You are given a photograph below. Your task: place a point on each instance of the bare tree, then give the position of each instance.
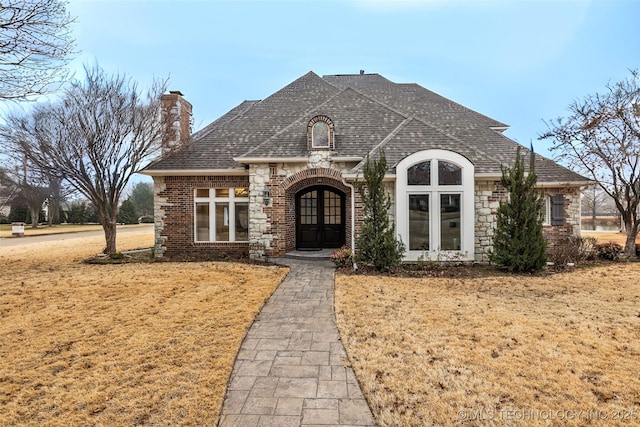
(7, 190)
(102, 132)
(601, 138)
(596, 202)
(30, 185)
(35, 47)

★ ★ ★ ★

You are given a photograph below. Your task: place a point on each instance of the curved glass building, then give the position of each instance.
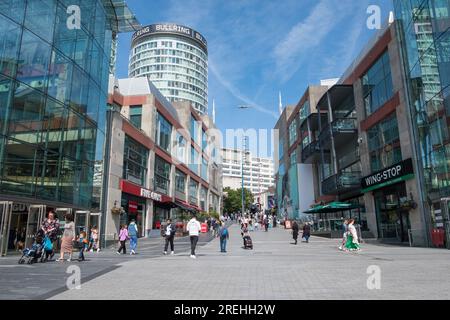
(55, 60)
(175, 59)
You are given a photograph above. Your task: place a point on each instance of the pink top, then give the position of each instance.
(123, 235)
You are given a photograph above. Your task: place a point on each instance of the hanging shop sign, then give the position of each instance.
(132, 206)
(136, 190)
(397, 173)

★ ★ ★ ★

### The request
Go through the entries above and copy out every line that has the word "photograph" in it.

### Response to the exercise
You are given a photograph below. Your task: place a point on each instance of the bare tree, then give the position of each instance.
You are given a photograph below. Your task: place a point on each instance of the curved glass building, then give the position of each instance.
You are given a photograph above. Your task: place a point on each instance of the pink top, then give the position of each instance.
You are given a photograph above. Your task: place a point on each instance of the hanging shop sign, then give the position of each instance.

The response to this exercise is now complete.